● **Extrait cité**:
On est habitués à faire face à des situations tendues avec des étudiants, des mouvements extrémistes, ou avec des supporters de foot. Mais on n’avait jamais, jamais, jamais vu une violence pareille !

Miguel, policier catalan

à franceinfo 

La défiance s'est installée, à tel point que Miguel est même persuadé qu'il y a eu des provocations de la part de Madrid. "Il y avait de nombreux policiers nationaux habillés en civil, ils venaient de toute l’Espagne, affirme-t-il. Ils ont reçu l’ordre de Madrid de provoquer discrètement des incidents pour justifier l’usage de la force."

Deux voitures de la police catalane stationnées place de Catalogne à Barcelone (Espagne), le 4 octobre 2017. (RAPHAEL GODET / FRANCEINFO)

"La police est un reflet de la société"

Faut-il voir dans cette réaction le signe d'une rébellion qui s'installe dans les rangs des Mossos ? Mercredi, son chef, Josep Lluis Trapero, a été convoqué en vue d’une mise en examen dans le cadre d'une "enquête pour sédition", passible de quinze ans de prison pour un fonctionnaire. La police catalane a en effet été accusée d'avoir tardé à intervenir pour dégager des Gardes civils encerclés par des manifestants le mois dernier. Signe que la situation est anormalement tendue, le porte-parole de la Fédération des professionnels de la sécurité publique en Catalogne (Fepol), le principal syndicat des Mossos, explique à franceinfo qu'il n'y aura "pas de communication" de sa part "jusqu'à nouvel ordre". Valentín Anadón est pourtant un habitué des plateaux de télévision.

● **Tâches à réaliser**:
1 - Répondez d'après l'extrait sur la police catalane :
(a) Quelle est la profession de Miguel ?
(b) Où et quand les deux voitures de la police catalane étaient-elles stationnées ?
(c) Quelle peine encourt un fonctionnaire visé par une « enquête pour sédition » ?
2 - Modifiez les enregistrements, de la ligne contenant « woman wearing shawl » jusqu'à la fin, en remplaçant « woman » par « lady » sans rien changer d'autre.

● **Lignes de données**:

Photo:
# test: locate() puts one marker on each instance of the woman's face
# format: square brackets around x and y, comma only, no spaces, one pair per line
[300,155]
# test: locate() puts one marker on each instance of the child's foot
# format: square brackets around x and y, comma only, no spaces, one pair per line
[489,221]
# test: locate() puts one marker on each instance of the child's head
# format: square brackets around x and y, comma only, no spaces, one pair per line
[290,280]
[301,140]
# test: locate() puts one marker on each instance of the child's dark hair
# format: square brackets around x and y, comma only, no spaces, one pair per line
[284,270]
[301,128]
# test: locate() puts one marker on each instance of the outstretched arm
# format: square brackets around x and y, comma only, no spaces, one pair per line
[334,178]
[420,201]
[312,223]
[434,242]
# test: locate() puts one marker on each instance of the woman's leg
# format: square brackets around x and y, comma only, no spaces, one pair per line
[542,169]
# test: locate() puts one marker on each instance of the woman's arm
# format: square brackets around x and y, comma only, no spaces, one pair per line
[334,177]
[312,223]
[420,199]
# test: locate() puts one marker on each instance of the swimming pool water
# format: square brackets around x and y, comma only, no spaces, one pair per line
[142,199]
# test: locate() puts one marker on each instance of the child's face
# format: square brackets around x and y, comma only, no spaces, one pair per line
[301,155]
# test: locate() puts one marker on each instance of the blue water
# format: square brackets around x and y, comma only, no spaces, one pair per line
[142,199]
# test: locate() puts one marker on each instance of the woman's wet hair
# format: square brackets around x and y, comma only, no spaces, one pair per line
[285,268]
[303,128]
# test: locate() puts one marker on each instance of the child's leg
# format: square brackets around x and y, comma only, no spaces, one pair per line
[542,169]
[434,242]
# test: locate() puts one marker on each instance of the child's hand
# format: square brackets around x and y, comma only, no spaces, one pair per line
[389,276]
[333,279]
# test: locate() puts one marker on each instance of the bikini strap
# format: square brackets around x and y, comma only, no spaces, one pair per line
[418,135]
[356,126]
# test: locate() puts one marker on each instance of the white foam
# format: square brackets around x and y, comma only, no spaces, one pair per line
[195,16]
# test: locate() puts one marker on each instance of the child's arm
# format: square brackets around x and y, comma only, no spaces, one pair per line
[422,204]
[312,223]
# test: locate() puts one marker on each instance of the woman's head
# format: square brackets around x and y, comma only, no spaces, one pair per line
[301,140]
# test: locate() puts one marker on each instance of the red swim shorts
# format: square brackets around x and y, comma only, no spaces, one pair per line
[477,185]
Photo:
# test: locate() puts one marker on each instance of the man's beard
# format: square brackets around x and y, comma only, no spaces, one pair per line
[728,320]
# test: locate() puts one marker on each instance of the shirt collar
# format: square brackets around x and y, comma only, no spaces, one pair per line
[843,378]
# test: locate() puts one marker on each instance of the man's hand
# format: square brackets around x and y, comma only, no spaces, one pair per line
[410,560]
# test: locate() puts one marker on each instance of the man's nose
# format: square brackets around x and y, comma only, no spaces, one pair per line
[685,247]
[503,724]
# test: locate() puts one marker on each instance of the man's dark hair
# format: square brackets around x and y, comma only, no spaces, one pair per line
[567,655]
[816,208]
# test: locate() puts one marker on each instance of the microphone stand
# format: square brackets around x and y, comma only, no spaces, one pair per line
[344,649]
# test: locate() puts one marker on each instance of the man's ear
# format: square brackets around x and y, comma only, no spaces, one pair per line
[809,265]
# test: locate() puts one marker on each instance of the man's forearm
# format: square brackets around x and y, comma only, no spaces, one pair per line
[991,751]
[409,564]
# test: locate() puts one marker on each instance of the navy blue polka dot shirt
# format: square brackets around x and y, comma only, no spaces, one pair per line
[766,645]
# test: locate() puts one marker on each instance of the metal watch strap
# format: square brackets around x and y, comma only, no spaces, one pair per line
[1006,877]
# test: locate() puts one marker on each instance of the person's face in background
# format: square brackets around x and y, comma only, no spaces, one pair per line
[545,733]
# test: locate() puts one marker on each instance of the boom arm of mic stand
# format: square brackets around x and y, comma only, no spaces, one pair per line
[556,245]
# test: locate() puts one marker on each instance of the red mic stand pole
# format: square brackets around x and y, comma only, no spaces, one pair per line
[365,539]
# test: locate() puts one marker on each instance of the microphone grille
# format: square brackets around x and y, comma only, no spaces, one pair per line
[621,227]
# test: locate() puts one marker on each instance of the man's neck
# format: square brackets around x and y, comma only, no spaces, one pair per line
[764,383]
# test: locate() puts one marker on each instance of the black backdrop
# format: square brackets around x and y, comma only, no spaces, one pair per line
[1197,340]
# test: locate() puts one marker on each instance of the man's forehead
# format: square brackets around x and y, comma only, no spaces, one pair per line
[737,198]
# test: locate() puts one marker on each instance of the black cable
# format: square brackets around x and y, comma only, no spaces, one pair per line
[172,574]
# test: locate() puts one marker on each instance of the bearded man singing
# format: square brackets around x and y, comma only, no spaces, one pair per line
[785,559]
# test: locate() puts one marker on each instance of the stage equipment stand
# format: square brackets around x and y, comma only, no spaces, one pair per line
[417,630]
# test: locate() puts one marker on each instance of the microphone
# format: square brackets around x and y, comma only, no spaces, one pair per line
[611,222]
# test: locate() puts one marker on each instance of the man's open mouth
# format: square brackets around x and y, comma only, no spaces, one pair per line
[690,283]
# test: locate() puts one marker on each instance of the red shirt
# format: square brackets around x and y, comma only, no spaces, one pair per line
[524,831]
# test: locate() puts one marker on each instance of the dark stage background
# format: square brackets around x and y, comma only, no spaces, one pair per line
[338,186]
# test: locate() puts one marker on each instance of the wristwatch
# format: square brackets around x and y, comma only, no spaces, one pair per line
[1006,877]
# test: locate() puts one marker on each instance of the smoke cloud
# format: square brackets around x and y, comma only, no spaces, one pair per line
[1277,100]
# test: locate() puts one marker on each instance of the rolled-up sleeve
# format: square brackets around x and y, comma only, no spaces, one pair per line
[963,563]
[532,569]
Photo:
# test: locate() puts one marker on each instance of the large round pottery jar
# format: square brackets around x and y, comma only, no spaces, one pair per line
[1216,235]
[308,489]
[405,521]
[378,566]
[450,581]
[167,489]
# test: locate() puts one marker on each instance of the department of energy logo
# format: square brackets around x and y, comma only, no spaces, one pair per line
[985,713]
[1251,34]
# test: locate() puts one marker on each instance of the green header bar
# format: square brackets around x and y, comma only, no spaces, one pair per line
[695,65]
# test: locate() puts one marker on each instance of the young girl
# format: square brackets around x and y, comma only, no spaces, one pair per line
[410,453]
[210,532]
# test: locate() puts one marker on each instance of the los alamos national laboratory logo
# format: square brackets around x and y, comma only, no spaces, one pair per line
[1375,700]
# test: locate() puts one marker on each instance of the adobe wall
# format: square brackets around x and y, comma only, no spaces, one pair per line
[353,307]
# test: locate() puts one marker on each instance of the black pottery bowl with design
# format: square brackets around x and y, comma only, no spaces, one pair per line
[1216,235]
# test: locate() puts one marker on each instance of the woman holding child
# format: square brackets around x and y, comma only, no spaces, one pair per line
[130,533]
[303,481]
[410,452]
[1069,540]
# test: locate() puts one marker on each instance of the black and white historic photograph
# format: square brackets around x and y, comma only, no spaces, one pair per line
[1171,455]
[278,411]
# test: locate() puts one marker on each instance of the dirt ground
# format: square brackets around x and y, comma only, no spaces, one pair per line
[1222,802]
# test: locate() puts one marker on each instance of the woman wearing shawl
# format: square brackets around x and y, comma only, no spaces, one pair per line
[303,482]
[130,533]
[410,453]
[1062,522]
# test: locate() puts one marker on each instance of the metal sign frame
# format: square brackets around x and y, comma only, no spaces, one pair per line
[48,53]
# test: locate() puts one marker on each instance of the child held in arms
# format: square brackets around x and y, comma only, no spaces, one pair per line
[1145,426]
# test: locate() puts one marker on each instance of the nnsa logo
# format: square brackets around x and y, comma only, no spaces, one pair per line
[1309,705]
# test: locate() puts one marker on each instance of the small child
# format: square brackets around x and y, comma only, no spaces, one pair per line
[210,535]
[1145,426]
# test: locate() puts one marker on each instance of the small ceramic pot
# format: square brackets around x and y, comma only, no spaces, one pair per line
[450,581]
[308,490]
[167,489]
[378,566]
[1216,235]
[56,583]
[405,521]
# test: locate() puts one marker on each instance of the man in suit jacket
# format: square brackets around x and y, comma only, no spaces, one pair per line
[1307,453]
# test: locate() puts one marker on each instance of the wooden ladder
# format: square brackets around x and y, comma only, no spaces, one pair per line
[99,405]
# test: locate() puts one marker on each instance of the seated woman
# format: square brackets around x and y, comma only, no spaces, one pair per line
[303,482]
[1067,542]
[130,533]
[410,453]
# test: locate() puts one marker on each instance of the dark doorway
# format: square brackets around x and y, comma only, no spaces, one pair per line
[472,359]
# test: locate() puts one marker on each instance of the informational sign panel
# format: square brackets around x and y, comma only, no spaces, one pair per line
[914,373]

● **Résultats obtenus**:
1 -
(a) Il est policier catalan.
(b) Place de Catalogne, à Barcelone, le 4 octobre 2017.
(c) Quinze ans de prison.

2 -
# test: locate() puts one marker on each instance of the lady wearing shawl
# format: square brackets around x and y, comma only, no spaces, one pair per line
[303,482]
[130,533]
[410,453]
[1062,522]
# test: locate() puts one marker on each instance of the metal sign frame
# format: square brackets around x and y, comma only, no spaces, one pair per line
[48,53]
# test: locate() puts one marker on each instance of the child held in arms
# format: square brackets around x and y, comma only, no spaces, one pair per line
[1145,426]
# test: locate() puts one marker on each instance of the nnsa logo
# format: square brackets around x and y, comma only, no spaces, one pair per line
[1309,705]
# test: locate() puts one marker on each instance of the small child
# format: square brackets around x and y, comma only, no spaces, one pair per line
[210,535]
[1145,426]
# test: locate() puts one marker on each instance of the small ceramic pot
# format: square brackets around x and y, comma only, no spaces, one pair per line
[450,581]
[308,490]
[167,489]
[378,566]
[1216,235]
[56,583]
[405,521]
# test: locate() puts one marker on each instance of the man in suit jacket
# format: square brackets around x and y, comma only, no spaces, one pair per line
[1307,453]
# test: locate() puts one marker on each instance of the wooden ladder
# format: square brackets around x and y, comma only, no spaces, one pair per line
[99,405]
# test: locate() puts one marker on each instance of the seated lady
# format: square brackets around x and y, comma only, no spaces, one pair per line
[303,482]
[1067,542]
[130,533]
[410,453]
# test: locate() puts one marker on each instance of the dark doorway
# format: square brackets around x and y, comma only, no spaces, one pair per line
[472,359]
# test: locate() puts one marker on each instance of the informational sign panel
# format: square brackets around x and y, comma only, no spaces, one pair per line
[914,373]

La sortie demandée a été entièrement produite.